* What you are asked to do: Could you reproduce the passage of the sister-city column from "Is Nablus Boulder’s" up to and including "Nablus Dec. 27-28.", word for word?

* Document text:
········
Is Nablus Boulder’s weird sister?

By Paul Danish

According to a story in last Sunday’s Camera, a group has emerged that wants to establish a sister city relationship between Boulder and the Palestinian city of Nablus.

Lovely city, Nablus. On Sept. 11, 2001, as 3,000 people were being cremated in jet fuel or ground into bits of bloody hamburger by the collapsing towers of the World Trade Center, the residents of Nablus  were staging a howling, horn-honking, ululating celebration of the attacks and passing out trays of tea and sweets to the celebrants. Guy Benintendi, the activist who came up with the sister city idea, is organizing a “Boulder-Nablus Strategic Planning Conference,” which will be held in Nablus Dec. 27-28.

“Part of the City Council’s requirements for approving a sister city relationship is demonstrating strong citizen-to-citizen support and involvement,” said Essrea Cherin, a Boulder resident who is helping to lead the group, according to the Camera. “So meeting with our partners in Nablus is critical to our being able to establish those relationships.”

She also said the group plans to use its time in Nablus to meet with officials at An Najah National University.

Lovely university, An Najah.

According to an entry at the Anti-Defamation League’s database, a few weeks after the 9/11 attacks, students at the university put up a display celebrating one of the Palestinians’ most infamous terrorist attacks in Israel — the suicide bombing of the Sbarro Pizza restaurant in Jerusalem, which had occurred on Aug 9, 2001. It killed 15, including half a dozen children, and wounded 130 more. This is how the display was described:

“According to reports in the Israeli media and the Associated Press, the exhibition was comprised of a series of rooms. The Sbarro section of the exhibit was replete with body parts and pizza slices strewn across the room. The walls were painted red to represent spattered blood.
········
* Records shown:
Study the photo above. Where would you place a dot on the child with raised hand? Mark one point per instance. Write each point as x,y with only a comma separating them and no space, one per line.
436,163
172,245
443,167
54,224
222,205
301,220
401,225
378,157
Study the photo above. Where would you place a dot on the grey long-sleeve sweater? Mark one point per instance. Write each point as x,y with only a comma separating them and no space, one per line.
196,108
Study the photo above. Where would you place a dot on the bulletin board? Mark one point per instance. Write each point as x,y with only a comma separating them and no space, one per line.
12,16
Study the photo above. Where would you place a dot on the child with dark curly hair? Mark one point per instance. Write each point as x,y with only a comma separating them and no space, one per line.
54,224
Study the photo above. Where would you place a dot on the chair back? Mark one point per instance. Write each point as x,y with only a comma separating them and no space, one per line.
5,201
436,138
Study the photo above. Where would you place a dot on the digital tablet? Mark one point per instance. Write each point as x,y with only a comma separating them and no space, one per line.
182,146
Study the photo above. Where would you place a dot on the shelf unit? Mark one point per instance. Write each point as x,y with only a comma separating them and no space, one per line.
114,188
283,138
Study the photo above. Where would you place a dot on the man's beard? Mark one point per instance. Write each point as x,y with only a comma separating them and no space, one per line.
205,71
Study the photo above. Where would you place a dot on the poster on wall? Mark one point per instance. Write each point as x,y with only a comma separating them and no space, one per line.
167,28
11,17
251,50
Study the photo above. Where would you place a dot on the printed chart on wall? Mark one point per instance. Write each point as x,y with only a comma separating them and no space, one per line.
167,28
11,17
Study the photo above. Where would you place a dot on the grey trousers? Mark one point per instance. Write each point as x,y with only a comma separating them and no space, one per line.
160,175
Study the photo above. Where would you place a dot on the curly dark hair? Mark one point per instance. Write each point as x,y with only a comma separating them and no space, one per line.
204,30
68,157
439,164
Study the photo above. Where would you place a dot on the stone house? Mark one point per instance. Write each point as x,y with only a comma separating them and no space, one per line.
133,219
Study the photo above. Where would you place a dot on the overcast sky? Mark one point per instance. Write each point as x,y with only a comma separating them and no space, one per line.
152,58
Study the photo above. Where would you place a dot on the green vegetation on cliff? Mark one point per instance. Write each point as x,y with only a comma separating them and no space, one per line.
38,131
········
* Solution to the exercise:
Is Nablus Boulder’s weird sister?

By Paul Danish

According to a story in last Sunday’s Camera, a group has emerged that wants to establish a sister city relationship between Boulder and the Palestinian city of Nablus.

Lovely city, Nablus. On Sept. 11, 2001, as 3,000 people were being cremated in jet fuel or ground into bits of bloody hamburger by the collapsing towers of the World Trade Center, the residents of Nablus  were staging a howling, horn-honking, ululating celebration of the attacks and passing out trays of tea and sweets to the celebrants. Guy Benintendi, the activist who came up with the sister city idea, is organizing a “Boulder-Nablus Strategic Planning Conference,” which will be held in Nablus Dec. 27-28.